Stored rows:

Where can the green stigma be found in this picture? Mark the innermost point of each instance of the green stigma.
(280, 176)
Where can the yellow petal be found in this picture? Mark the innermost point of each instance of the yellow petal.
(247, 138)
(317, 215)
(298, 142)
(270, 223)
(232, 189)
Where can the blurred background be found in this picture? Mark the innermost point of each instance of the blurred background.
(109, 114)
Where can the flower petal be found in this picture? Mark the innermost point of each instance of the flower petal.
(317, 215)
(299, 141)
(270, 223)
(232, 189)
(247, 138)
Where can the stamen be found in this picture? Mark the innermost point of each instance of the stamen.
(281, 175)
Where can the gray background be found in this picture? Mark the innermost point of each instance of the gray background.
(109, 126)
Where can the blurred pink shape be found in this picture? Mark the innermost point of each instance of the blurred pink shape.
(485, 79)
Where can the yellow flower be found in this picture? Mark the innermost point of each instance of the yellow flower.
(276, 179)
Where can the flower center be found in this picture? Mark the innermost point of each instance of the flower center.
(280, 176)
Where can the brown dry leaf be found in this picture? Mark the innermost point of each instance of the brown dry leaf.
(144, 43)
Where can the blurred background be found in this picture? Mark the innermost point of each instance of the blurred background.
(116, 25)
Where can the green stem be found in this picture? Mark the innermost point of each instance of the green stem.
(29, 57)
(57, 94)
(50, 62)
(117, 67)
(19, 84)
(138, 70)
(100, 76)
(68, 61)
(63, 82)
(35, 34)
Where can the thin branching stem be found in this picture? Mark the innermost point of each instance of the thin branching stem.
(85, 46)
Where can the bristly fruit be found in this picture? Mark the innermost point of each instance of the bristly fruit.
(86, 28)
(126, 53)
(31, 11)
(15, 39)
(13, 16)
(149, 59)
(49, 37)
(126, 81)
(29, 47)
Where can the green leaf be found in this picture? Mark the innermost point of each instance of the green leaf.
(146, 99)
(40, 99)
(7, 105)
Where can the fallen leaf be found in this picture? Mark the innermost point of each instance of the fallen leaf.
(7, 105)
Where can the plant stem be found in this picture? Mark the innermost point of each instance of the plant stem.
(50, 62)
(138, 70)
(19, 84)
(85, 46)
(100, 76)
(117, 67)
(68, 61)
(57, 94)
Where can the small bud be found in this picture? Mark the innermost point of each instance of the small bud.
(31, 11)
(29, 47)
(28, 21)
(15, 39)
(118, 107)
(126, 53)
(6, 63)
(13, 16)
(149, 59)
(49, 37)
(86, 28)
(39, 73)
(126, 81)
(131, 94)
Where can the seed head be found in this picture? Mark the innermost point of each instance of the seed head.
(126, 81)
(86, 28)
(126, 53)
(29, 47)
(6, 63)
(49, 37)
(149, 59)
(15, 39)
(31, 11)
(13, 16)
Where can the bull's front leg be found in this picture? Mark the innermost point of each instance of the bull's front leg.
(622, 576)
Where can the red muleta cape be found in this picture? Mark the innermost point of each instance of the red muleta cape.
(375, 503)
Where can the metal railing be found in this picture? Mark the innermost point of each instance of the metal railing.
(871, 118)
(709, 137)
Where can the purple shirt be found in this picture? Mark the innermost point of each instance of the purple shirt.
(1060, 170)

Task requirements:
From the line containing "Where can the fallen" down to the last line, reproduce the records exactly. Include both ends.

Output below:
Where can the fallen leaf be found in this picture? Mark the innermost point of each instance of the fallen leaf.
(7, 105)
Where can the plant stem be found in this picture? Mark the innermost point of each instance of the plant stem.
(50, 62)
(138, 70)
(19, 84)
(85, 46)
(100, 76)
(117, 67)
(68, 61)
(57, 94)
Where can the small bud be found in this picture? Mark the innermost point of each instance of the small bud.
(31, 11)
(29, 47)
(28, 21)
(15, 39)
(118, 107)
(126, 53)
(6, 63)
(13, 16)
(149, 59)
(49, 37)
(86, 28)
(39, 73)
(126, 81)
(131, 94)
Where can the seed head be found in this picture? Mark the innermost point of each instance of the seed head.
(126, 81)
(86, 28)
(126, 53)
(29, 47)
(6, 63)
(49, 37)
(149, 59)
(15, 39)
(31, 11)
(13, 16)
Where can the bull's front leg be found in this picture? Mark the innermost point of each instance of the bull's front leg.
(622, 576)
Where can the red muleta cape be found in this picture? Mark the innermost point of each instance of the red muleta cape.
(375, 503)
Where can the metal railing be found in this picture? Mark the innermost point of each instance of the metal railing.
(871, 118)
(709, 137)
Where can the purple shirt be found in this picture? Mark the innermost point of each instance of the purple shirt.
(1060, 170)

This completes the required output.